- What you have to do -
Transcribe the following excerpt on DNA sequencing and base calling word for word, from start to finish.

5. Normalization and pooling: The concentration is adjusted, and samples are mixed if multiple jellyfish are being sequenced simultaneously.

What are the essential steps of your chosen sequencing technology, how does it decode the bases of your DNA sample (base calling)? (Assisted with deepseekAI)

Cluster generation: Fragments bind to the flow cell and are locally amplified to form “clusters” of identical copies. Sequencing by synthesis (SBS): Fluorescently labeled nucleotides (each base with a different color) with a reversible terminator are added. The polymerase incorporates one nucleotide per cycle. Base Calling: - A laser excites the fluorophores. - A camera records the color emitted by each cluster. - The software translates each color into a specific base (A, T, C, G) and assigns a quality score (Q-score) to each call. Repeat: The terminator and dye are removed, and the cycle is repeated (e.g., 150 cycles for 150 bp reads).

[Data extracted from a collection]
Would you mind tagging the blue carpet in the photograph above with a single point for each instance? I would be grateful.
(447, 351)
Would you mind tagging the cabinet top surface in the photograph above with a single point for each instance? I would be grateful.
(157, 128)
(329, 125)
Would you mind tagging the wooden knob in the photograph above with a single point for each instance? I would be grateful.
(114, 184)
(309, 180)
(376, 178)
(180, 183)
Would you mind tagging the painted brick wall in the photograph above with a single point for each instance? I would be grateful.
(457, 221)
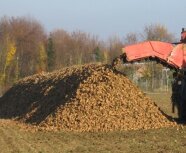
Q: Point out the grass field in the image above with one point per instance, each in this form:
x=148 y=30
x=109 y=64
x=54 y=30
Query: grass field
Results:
x=165 y=140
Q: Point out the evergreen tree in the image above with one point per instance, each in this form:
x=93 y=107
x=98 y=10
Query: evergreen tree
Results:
x=50 y=54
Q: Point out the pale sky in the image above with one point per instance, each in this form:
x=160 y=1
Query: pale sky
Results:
x=103 y=18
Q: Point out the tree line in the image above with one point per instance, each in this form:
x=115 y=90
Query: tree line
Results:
x=26 y=48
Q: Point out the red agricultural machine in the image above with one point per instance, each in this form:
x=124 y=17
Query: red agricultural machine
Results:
x=171 y=55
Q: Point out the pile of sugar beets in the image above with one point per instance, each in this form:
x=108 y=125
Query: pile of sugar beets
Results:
x=91 y=97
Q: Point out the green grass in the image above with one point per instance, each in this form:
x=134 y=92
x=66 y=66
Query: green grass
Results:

- Answer -
5. Normalization and pooling: The concentration is adjusted, and samples are mixed if multiple jellyfish are being sequenced simultaneously.

What are the essential steps of your chosen sequencing technology, how does it decode the bases of your DNA sample (base calling)? (Assisted with deepseekAI)

Cluster generation: Fragments bind to the flow cell and are locally amplified to form “clusters” of identical copies. Sequencing by synthesis (SBS): Fluorescently labeled nucleotides (each base with a different color) with a reversible terminator are added. The polymerase incorporates one nucleotide per cycle. Base Calling: - A laser excites the fluorophores. - A camera records the color emitted by each cluster. - The software translates each color into a specific base (A, T, C, G) and assigns a quality score (Q-score) to each call. Repeat: The terminator and dye are removed, and the cycle is repeated (e.g., 150 cycles for 150 bp reads).